New model in store for state sector

16:00, Mar 02 2012

A warning to the public, plain English champions and bewildered civil servants.

Two more examples of impenetrable public service jargon are about to enter the national lexicon: "outcomes" and "outputs".

With the Government poised to deliver its next round of state service reforms, bureaucrats are braced for not just the axe cutting another swath through their jobs.

Those left standing will be the guinea pigs in a radical culture shift.

Prime Minister John Key is to outline National's plans to make the public service more efficient later this month. What is becoming increasingly clear is this is about much more than sacking officials, dumping "policy waffle" and merging IT and payroll departments.

"The state sector could do much better at achieving results," Mr Key cryptically told us in January.


While Mr Key will front the reforms, they are being driven by Finance Minister Bill English – who is deeply committed to remodelling the sector. And no wonder – he pays the bills and it accounts for one third of New Zealand's economy.

Essentially, in a drive that would send Sir Humphrey Appleby into apoplexies, the public service is about to become more flexible.

It's a remarkably simple idea but one that strikes at the very heart of the modern-day civil service. At present individual departments and agencies work on their "outputs" – what they deliver. The social development ministry pays out benefits, Corrections builds more prisons. Annual incentives are set, targets are ticked off and budgets are (usually) met. They work in – excuse the jargon – silos.

By and large "outcomes" – the big picture stuff – are not catered for.

The Ministry of Social Development has already made strides with its Community Link centres, a one-stop shop for social needs – health, housing, education, and employment.

The theory goes that if the standard of living is improved, in the long term the Government has to pay less in benefits, there is less pressure on hospitals, reduced crime means less prisons and the workforce is better educated.

It is achieved by more collaboration among departments, cutting out bureaucratic middlemen, and that political bogeyman: privatisation.

National's risk lies in selling it to the public. So far most folk struggling to keep their head above water are largely unmoved by the prospect of bureaucrats losing their jobs. Especially when they come from the management tier or are high-earning overseas diplomats.

The sweetener for ordinary folks is a virtual public service – being able to apply for driving licences on our smartphones.

> Assignment 1: In the article on New Zealand's state sector reforms, what share of the country's economy does the sector account for?
> Assignment 2: From the state sector reform article, copy word for word the part that opens with the words containing "The Ministry of" and closes with "education, and employment.".
> Assignment 3: Write what comes next in the article on New Zealand's state sector reforms, picking up after its final sentence.

> Supplied entries:
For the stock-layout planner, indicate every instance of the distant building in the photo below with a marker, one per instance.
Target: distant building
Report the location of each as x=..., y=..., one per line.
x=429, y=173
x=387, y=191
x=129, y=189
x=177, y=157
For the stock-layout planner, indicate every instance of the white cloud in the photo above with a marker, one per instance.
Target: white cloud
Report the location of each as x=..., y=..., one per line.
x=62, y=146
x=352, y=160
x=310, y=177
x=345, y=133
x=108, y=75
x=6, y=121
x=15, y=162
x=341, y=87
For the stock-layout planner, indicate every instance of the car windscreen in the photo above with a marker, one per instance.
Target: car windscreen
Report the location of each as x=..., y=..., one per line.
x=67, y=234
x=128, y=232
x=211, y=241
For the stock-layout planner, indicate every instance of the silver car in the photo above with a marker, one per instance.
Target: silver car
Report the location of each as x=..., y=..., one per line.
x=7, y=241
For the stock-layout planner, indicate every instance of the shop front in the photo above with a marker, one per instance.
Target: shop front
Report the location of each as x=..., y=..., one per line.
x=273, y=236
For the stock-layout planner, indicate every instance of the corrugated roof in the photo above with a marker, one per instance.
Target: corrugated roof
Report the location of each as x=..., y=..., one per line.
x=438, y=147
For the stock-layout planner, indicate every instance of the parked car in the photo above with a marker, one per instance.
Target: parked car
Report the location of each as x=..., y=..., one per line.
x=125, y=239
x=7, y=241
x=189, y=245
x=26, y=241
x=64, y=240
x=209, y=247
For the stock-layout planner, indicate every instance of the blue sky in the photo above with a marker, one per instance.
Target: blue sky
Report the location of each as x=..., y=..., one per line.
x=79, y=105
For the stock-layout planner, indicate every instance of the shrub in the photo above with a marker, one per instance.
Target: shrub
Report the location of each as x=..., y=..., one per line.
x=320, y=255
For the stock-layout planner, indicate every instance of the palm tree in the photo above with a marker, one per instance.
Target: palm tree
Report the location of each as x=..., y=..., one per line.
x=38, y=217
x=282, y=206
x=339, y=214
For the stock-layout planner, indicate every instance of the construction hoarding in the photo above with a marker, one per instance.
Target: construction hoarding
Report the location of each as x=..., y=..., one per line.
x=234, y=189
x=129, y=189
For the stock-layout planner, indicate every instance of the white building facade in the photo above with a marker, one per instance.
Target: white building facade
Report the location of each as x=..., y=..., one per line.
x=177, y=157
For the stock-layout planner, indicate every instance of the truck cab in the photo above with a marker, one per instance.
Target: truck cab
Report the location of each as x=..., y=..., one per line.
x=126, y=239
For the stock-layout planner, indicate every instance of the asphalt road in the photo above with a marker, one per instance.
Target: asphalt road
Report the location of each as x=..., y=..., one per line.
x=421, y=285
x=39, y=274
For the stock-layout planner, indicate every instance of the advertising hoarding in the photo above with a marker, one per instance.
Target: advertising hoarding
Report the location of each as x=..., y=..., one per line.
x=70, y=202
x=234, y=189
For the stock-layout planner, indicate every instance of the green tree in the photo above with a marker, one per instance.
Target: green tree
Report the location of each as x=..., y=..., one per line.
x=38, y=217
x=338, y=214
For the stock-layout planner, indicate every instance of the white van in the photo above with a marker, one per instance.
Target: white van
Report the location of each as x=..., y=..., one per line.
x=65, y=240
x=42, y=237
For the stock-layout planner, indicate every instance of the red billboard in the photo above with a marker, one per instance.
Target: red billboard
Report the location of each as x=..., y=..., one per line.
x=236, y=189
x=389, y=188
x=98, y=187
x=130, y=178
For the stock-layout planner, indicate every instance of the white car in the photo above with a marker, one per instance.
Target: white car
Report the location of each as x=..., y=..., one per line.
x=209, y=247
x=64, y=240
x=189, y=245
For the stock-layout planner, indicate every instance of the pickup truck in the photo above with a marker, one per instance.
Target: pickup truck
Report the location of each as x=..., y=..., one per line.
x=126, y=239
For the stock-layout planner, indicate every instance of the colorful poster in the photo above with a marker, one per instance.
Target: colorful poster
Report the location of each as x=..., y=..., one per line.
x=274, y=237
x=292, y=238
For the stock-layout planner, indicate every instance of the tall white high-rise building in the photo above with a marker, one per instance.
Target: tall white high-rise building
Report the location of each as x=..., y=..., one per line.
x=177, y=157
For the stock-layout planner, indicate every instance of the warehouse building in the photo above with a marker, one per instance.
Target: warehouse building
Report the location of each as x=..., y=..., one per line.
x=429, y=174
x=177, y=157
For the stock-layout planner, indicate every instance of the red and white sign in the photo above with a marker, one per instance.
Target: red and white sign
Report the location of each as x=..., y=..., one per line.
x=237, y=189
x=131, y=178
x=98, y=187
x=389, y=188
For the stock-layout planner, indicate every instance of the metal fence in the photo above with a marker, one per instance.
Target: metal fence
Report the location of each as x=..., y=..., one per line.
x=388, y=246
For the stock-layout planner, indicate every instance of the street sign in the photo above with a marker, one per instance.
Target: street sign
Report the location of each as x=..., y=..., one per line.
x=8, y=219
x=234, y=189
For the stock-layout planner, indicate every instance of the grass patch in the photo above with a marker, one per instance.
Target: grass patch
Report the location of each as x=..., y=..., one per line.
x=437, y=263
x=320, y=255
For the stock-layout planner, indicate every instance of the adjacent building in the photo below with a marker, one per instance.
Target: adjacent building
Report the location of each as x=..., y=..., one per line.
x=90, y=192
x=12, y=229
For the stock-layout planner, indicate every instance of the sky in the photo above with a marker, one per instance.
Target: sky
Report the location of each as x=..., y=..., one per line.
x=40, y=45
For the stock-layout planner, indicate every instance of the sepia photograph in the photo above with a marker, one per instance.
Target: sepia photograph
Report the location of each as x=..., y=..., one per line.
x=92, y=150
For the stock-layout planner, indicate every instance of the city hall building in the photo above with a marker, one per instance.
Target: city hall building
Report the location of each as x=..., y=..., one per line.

> Answer box 1: One third.

> Answer box 2:
The Ministry of Social Development has already made strides with its Community Link centres, a one-stop shop for social needs – health, housing, education, and employment.

> Answer box 3:
But for every gen X-er merrily swiping on their iPhone, there is a frustrated pensioner or ratepayer gritting their teeth as a voice-activated phone line tinnily repeats, "computer says no".

Take away streetfront services and human contact, and add it to job cuts in the health service (as we have already seen in Hawke's Bay, Whanganui and Waikato) and the mood starts to turn sour.

Politically, "outcomes" are a lot more risky than easily measured "outputs"; it takes just one rogue NGO, or one mis-timed question from the Opposition about a taxpayer funded hip-hop scheme or a misappropriation of funds.

Forerunner Whanau Ora has already come under attack for "squandering" taxpayer funds on family reunions. The public has struggled to grasp how Tariana Turia's pet project delivers benefits to those it is meant to help.

Farming out work to private providers when you are sacking public sector workers by the thousand is just fodder for the Opposition.

When the voters can only see cutbacks and reductions – and the promised benefits are intangible and some way off, state sector reform starts to look as appetising as, well, selling off state-owned assets.

To cushion against the public disapproval, the course of this reform and budget cycles have been carefully plotted. Expect to see the jobs' hatchet swing during the next six months. By the time the next election comes around, some of the benefits will be starting to kick in.

National – and in particular Mr English – has also learnt lessons from the dark days of the 1990s, when it gutted the civil service. In areas such as health, housing and social welfare, it has wisely harnessed the expertise of those very groups and NGOs who would be expected to lash out at reforms driven by Tories.

However, from within an already bruised and demoralised state sector painful culture-wide reforms will be met with resistance. For entrenched bureaucrats deeply attached to their processes and individual agencies and departments this is scary stuff. Especially when it is coming from a Government that has trimmed the fat and left them with a heavier workload.

And one which seems happy to hang senior bureaucrats out to dry – as evidenced by Foreign Minister Murray McCully's furious backpedalling on Mfat's cost-saving proposals in Parliament this week.

For this model of public service to work, the political masters need to be hands-off.

In its purest form, we might see super-ministries, although National is shying away from this for the time being. Instead of merging Corrections, police and justice into one monster law and order department, they have established an umbrella board to oversee co-operation.

Which means we are also unlikely to see the logical conclusion of this shift: a much smaller executive.

A half-serious proposal for a seven minister Cabinet was recently floated – and hastily dismissed. National has instead opted for "cluster" ministers – Steven Joyce overseeing economic development, David Carter taking on primary industries.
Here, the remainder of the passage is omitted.